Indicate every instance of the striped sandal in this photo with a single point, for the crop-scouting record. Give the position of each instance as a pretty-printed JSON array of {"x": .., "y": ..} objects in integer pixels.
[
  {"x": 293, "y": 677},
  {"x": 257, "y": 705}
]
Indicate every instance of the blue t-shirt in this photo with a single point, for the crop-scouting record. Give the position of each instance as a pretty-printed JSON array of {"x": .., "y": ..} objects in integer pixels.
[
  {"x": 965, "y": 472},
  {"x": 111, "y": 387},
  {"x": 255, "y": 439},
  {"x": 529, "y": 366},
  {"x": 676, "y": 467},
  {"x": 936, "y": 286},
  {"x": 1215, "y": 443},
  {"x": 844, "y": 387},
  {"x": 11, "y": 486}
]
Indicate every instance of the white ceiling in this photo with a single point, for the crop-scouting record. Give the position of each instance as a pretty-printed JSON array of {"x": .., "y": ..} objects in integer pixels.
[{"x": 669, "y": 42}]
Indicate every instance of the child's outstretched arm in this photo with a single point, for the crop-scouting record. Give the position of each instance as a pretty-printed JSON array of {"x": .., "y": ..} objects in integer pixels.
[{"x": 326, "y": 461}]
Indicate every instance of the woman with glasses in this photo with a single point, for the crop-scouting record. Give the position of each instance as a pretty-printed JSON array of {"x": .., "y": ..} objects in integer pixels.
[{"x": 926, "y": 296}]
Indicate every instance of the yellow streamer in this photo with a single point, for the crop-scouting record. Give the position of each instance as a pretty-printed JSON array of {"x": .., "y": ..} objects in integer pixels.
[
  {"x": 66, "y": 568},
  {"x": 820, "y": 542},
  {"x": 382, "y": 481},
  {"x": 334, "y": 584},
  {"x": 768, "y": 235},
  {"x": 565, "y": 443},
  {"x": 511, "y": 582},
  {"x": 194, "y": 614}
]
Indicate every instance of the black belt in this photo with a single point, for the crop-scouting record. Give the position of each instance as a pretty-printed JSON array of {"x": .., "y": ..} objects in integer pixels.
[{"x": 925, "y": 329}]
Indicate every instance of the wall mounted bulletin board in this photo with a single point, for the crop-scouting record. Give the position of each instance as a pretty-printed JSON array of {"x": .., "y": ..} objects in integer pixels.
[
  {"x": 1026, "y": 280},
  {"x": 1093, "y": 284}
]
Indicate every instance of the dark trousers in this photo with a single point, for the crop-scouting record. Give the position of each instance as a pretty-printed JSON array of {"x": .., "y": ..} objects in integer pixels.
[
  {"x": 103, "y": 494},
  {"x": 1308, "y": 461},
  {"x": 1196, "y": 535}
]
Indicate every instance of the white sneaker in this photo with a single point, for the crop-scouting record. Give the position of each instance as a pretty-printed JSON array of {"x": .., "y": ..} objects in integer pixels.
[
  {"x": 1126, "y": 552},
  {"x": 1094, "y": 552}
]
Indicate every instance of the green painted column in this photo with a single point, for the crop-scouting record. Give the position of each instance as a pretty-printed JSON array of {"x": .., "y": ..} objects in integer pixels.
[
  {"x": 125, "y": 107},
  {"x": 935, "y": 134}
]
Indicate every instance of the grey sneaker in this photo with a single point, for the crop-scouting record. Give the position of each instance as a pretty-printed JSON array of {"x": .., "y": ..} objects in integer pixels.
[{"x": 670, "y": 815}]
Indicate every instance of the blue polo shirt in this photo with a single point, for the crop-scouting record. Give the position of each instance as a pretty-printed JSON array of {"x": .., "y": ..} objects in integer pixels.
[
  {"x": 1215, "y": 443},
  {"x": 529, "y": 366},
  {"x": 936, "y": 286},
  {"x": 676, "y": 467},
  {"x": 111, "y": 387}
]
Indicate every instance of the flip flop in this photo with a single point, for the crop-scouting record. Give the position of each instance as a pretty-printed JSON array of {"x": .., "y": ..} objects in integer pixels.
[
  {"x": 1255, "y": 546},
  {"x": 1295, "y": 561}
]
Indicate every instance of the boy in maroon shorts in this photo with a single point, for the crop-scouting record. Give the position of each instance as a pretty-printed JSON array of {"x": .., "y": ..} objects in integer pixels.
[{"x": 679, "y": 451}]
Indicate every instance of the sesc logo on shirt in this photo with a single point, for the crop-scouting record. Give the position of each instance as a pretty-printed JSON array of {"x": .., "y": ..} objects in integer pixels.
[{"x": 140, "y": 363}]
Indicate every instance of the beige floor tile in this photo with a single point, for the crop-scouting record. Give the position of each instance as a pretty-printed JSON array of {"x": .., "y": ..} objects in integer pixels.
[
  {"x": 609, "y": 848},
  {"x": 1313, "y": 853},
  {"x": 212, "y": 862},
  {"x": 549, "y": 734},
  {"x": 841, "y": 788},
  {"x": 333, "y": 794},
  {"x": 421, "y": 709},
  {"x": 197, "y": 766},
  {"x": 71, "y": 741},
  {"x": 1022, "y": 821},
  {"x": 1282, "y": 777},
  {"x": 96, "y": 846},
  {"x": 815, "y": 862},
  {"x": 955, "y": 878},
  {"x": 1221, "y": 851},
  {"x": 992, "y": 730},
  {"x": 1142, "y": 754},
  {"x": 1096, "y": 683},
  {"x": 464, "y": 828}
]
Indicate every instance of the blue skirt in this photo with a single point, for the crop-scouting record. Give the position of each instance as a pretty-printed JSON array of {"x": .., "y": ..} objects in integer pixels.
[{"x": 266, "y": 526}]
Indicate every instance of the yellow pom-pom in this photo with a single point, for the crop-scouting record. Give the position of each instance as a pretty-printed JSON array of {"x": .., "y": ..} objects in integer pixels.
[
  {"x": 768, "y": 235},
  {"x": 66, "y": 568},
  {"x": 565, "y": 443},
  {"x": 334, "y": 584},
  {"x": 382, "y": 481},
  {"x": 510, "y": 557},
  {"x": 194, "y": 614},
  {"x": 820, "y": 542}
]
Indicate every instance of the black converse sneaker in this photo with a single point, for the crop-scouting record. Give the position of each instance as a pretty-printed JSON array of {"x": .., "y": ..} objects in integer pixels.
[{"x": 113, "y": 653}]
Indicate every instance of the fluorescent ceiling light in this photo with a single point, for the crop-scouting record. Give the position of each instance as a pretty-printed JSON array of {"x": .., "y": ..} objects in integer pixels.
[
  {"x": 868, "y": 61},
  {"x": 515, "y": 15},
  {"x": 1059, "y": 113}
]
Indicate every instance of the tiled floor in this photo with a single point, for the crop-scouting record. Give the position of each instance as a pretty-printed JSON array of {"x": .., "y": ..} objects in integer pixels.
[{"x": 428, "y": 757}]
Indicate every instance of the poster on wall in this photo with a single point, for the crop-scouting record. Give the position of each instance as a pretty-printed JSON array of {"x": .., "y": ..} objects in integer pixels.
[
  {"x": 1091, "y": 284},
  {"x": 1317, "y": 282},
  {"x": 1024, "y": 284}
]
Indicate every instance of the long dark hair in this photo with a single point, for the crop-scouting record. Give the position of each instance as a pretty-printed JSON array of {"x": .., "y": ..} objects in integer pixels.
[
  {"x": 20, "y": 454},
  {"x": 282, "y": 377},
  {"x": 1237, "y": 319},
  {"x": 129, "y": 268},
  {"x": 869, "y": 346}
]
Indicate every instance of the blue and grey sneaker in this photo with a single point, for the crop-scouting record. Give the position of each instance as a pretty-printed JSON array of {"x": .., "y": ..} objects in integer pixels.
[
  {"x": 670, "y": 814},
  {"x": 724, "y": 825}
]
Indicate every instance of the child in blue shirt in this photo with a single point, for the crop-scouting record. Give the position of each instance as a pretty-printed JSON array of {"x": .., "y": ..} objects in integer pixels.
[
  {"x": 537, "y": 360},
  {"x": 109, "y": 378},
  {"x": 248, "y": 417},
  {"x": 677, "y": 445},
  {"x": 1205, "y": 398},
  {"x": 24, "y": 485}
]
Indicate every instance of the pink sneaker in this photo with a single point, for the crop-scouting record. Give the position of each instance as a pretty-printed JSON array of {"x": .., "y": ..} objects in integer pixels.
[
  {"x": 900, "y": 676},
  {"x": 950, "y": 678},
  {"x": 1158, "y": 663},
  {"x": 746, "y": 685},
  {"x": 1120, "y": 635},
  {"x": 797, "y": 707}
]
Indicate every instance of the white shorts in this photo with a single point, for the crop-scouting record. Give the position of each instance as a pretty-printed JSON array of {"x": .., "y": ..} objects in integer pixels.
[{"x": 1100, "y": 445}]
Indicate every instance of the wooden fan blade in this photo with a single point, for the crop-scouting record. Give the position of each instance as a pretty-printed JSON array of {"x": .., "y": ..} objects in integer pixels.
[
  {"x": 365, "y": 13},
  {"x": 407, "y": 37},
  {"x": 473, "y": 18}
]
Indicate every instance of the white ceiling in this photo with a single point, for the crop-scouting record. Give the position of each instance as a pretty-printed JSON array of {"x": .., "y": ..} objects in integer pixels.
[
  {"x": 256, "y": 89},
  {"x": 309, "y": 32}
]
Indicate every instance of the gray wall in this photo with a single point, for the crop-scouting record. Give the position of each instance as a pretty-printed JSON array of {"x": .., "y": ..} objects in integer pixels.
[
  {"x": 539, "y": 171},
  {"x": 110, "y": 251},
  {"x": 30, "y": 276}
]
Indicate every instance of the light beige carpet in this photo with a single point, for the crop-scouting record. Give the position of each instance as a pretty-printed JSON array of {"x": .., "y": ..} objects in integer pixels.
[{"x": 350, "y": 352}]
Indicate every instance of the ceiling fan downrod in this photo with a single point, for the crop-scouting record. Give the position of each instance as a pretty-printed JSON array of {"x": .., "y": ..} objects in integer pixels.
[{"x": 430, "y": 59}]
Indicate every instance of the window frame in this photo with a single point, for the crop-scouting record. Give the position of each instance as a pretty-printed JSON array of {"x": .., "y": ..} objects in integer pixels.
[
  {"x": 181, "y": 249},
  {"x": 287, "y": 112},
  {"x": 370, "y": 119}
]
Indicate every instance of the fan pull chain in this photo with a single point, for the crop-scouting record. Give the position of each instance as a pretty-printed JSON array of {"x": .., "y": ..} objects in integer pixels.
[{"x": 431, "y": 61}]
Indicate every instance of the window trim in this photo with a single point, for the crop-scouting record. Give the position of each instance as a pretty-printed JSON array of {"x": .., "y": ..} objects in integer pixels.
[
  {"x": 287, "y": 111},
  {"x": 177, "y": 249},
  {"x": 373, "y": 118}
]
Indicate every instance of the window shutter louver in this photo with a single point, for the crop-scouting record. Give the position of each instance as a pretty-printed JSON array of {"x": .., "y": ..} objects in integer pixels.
^^^^^^^^
Work item — Exact copies of the line with "Indicate every instance of the fan" and of every later line in the entries make up the whole answer.

Your solution —
Indicate every instance of the fan pull chain in this photo with a single point, for the crop-scouting record. Give the position of each instance as a pretty-printed JSON array of {"x": .., "y": ..} objects in integer pixels.
[{"x": 431, "y": 61}]
Indicate every instance of the window trim in this photo with a single point, for the crop-scouting record. Give the position of each instance as a pretty-printed JSON array of {"x": .., "y": ..} objects in integer pixels.
[
  {"x": 287, "y": 111},
  {"x": 177, "y": 249},
  {"x": 373, "y": 118}
]
Indicate every instance of the window shutter louver in this photo with a single point, for the crop-scouting record. Give the position of each instance as a pretty-printed JSON array of {"x": .., "y": ..} objects in integer pixels.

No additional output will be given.